#### Page text
↓↓↓

The exchange was included in Marlowe's presentation to recently arriving first-year students focusing on subtle "microaggressions," part of a new campus vocabulary that also includes "safe spaces" and "trigger warnings."
Microaggressions, Marlowe said, are comments, snubs or insults that communicate derogatory or negative messages that might not be intended to cause harm but are targeted at people based on their membership in a marginalized group.
Among her other tips: Don't ask an Asian student you don't know for help on your math homework or randomly ask a black student if he plays basketball. Both questions make assumptions based on stereotypes. And don't say "you guys." It could be interpreted as leaving out women, said Marlowe, who realized it was offensive only when someone confronted her for saying it during a presentation.
Clark, a private liberal arts college that has long prided itself on diversity and inclusion, is far from the only university stepping up discussions of racism and diversity in orientation programs this year.
[Don't ask us for trigger warnings or safe spaces, the University of Chicago tells freshmen]
Once devoted to ice cream socials, tutorials on campus technology systems and advice on choosing classes, orientation for new students is changing significantly, with the issue taking on renewed urgency this year as universities increasingly try to address recent racial and ethnic tensions on campuses as well as an onslaught of sexual assault complaints and investigations.
In addition to diversity sessions, many campuses train students on exactly what constitutes sexual consent as well as how to intervene when they see fellow students drinking excessively or poised to engage in nonconsensual sexual behavior.

↑↑↑

#### Set problem 1
Scale the records by reproducing every line, requests included, with each point coordinate in the answers multiplied by 0.6 and rounded to a whole number, halves rounding up. Leave the coordinates in the requests and their sample format unchanged, and omit the pictures.
The article about campus orientation has no connection to the records that follow it.

#### Source material
↓↓↓

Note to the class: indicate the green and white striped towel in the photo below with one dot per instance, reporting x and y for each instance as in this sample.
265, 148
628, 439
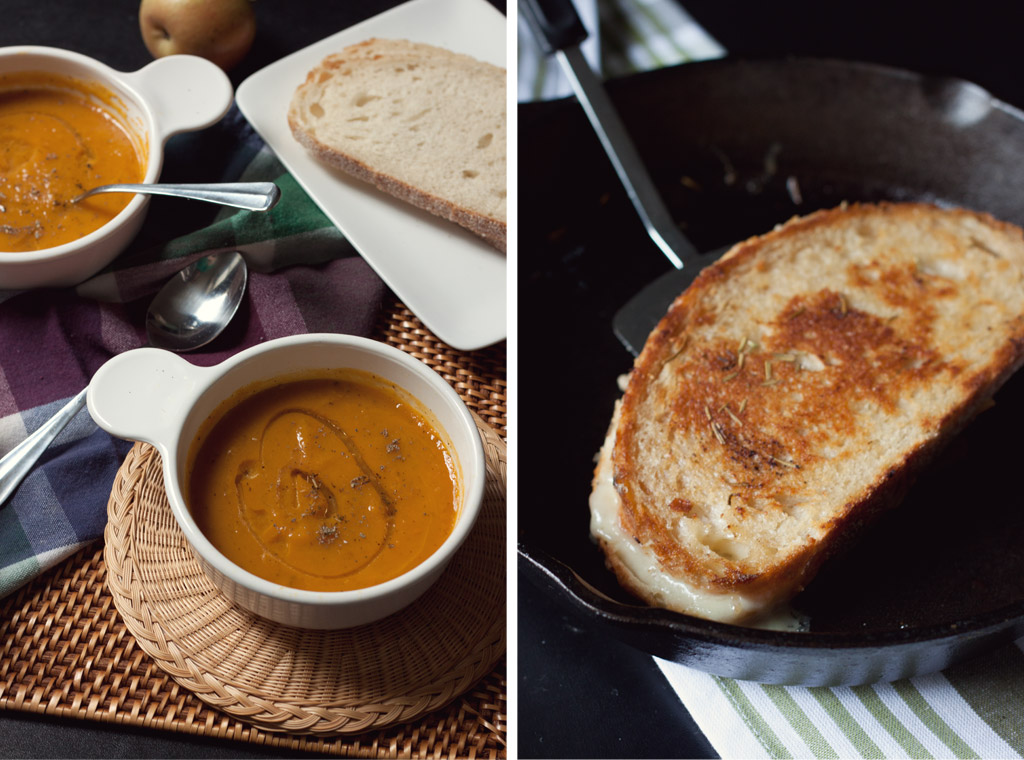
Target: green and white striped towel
973, 710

↑↑↑

#### Set problem 2
Repeat the orientation article word for word, starting at "Clark, a private" and ending at "programs this year.".

#### Exercise output 1
Note to the class: indicate the green and white striped towel in the photo below with one dot per instance, reporting x and y for each instance as in this sample.
265, 148
628, 439
Target: green and white striped towel
584, 426

#### Exercise output 2
Clark, a private liberal arts college that has long prided itself on diversity and inclusion, is far from the only university stepping up discussions of racism and diversity in orientation programs this year.